● GIVEN DATA

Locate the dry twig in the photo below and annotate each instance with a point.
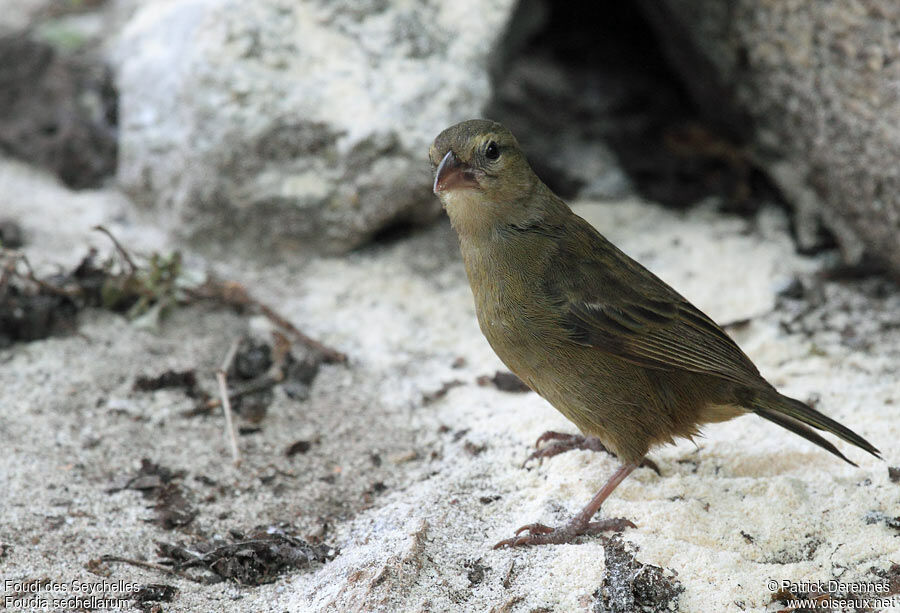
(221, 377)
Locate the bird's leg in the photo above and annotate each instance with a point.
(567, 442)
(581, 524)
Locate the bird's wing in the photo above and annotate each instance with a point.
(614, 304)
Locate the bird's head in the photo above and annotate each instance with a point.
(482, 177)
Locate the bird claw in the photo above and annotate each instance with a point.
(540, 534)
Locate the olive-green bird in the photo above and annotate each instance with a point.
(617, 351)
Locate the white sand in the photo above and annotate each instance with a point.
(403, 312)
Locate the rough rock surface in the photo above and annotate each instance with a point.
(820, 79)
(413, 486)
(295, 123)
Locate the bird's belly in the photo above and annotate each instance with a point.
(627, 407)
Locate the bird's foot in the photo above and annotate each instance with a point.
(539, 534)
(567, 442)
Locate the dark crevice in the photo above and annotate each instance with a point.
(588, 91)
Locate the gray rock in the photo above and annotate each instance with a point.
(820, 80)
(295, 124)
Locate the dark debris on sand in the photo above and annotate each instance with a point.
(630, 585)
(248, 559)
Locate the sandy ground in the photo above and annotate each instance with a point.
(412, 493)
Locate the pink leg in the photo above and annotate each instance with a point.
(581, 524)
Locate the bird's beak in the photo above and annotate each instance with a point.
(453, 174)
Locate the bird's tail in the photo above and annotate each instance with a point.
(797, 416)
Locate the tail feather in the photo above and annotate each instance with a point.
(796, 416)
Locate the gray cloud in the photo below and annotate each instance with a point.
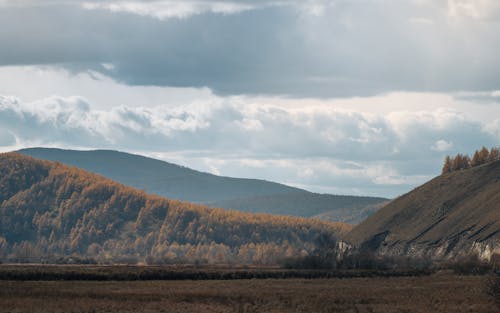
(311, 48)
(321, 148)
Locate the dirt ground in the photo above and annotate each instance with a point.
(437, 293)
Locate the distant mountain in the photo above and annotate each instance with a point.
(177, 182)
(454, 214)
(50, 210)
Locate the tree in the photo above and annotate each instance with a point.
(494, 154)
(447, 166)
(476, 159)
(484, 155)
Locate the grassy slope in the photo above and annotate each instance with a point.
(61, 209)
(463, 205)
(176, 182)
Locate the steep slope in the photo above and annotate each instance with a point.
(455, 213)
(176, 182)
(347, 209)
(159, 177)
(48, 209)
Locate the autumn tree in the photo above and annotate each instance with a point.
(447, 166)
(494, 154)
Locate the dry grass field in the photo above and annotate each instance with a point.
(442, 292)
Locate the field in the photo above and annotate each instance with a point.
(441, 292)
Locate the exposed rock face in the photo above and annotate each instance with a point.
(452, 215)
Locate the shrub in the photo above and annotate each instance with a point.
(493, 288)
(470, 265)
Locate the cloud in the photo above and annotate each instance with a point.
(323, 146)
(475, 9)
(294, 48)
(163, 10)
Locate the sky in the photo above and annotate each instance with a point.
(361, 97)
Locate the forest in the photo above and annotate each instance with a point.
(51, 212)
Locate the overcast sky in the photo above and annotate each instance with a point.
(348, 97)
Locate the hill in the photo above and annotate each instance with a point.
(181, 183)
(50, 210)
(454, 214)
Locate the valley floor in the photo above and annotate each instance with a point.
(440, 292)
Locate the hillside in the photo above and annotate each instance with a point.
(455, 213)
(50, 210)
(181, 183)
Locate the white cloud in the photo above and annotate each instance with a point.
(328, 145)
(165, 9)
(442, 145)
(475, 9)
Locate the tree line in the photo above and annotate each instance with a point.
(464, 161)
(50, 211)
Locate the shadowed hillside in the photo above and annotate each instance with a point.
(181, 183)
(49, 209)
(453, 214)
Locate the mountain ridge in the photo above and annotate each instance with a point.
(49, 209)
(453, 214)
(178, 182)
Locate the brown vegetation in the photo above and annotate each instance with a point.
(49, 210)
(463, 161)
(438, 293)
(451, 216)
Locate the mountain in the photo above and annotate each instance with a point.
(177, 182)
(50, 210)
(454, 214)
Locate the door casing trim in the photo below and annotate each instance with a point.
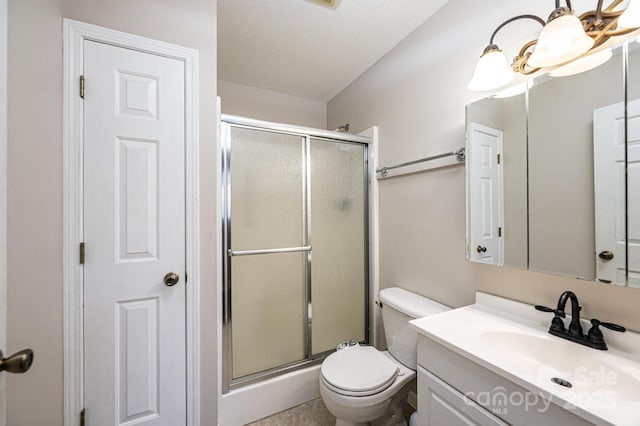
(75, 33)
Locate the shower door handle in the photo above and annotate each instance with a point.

● YOUR TASK
Write out every line of the records above word for word, leaving out the pictures.

● EXPECTED ANSWER
Locate the dry twig in the photo below and annotate each instance with a point.
(221, 377)
Locate the bird's leg in the photo above and annotate each instance with a point.
(567, 442)
(581, 524)
Locate the bird's wing in the photo above and annotate each instance with a point.
(614, 304)
Locate the bird's head in the photo above and annotate each instance with a point.
(482, 177)
Locate the bird claw in the photo above and annotate each instance with a point.
(540, 534)
Locate the olive-green bird in the photo above and annotate each instance with a point.
(617, 351)
Locate the white sand in the photo above and annotate each instance with a point.
(403, 312)
Locate the rough rock surface in the photo above and annotate each instance with a point.
(820, 79)
(413, 486)
(295, 123)
Locate the bird's belly in the photo above and annotate each instance with a point.
(627, 407)
Locate the bird's foot in the photo above and annotate each instance with a point.
(539, 534)
(567, 442)
Locate the dark crevice in the photo above and annotate each instance with a point.
(588, 91)
Locate the gray rock in the photo above and annotate each instance with a point.
(820, 80)
(295, 124)
Locate the dark debris on sand in the photo above and annotate each instance with a point.
(630, 585)
(248, 559)
Locate the sandy ground in the photo above and annotate each instance with a point.
(412, 493)
Locate the pink leg in the photo above and annotate each instance with a point.
(581, 524)
Locate the bird's beak in the photo above and annotate each instance with a point.
(453, 174)
Locate the bird's tail in the photo above and annotate each instance with a point.
(797, 416)
Locate the tail feather in the photo above and annotate each instance with a point.
(796, 416)
Locate the gray cloud in the photo below and annotate each instance with a point.
(311, 48)
(321, 148)
Locate the dirt ground in the photo above and annotate each instance with a point.
(437, 293)
Locate the distant mountain in the photo above and annotate each instance with a point.
(177, 182)
(454, 214)
(50, 210)
Locate the tree in the photo above and annotate each instance with a point.
(494, 154)
(447, 166)
(476, 159)
(484, 155)
Locate the grassy slope in the photo above and annotate each instance with a point.
(61, 209)
(463, 205)
(176, 182)
Locate the steep slope in the photo above and annotate each instance with a point.
(455, 213)
(176, 182)
(347, 209)
(159, 177)
(48, 209)
Locate the autumn tree in the photo above and annotate each instance with a point.
(447, 166)
(494, 154)
Locate the dry grass field in the photo above and annotate each instance with a point.
(442, 292)
Locate the field in the photo above and annotate each instance with a point.
(441, 292)
Locate the exposed rock face in the photo above and annotate each instance with a point.
(452, 215)
Locate the shrub in the photo above and annotate each instance with a point.
(493, 288)
(470, 265)
Locate the cloud in the photo above and annotate each instance with a point.
(323, 146)
(475, 9)
(294, 48)
(163, 10)
Locate the sky in the photo above and annotate each instance with a point.
(361, 97)
Locate the forest in the photo above and annotate each instance with a point.
(51, 212)
Locate the overcast sky in the photo above and annotate each instance with a point.
(348, 97)
Locate the hill in the photo above and annotate each instance with a point.
(181, 183)
(50, 210)
(454, 214)
Locate the valley floor in the photo above and annotate each instance with a point.
(440, 292)
Locate the hillside in the photo above and annotate each instance with a point.
(455, 213)
(50, 210)
(181, 183)
Locate the white cloud in the photo above and annotate each instance with a point.
(328, 145)
(165, 9)
(442, 145)
(475, 9)
Locate the tree line in the photo above and annotate each instance with a point.
(464, 161)
(50, 211)
Locate the shadowed hillside in the photo above and annotate each instance with a point.
(181, 183)
(49, 209)
(453, 214)
Locate the mountain ridge in the photo above and annotate each instance with a point.
(49, 209)
(453, 214)
(178, 182)
Locate the brown vegetation in the photo above and annotate each instance with a point.
(49, 210)
(463, 161)
(438, 293)
(451, 216)
Locate the mountain in the photo above and annotate each instance with a point.
(177, 182)
(50, 210)
(454, 214)
Locate the door casing trim in the photo below and annotate each instance with a point.
(75, 33)
Locate the shower door handle in the photo above and annotate each instance with a point.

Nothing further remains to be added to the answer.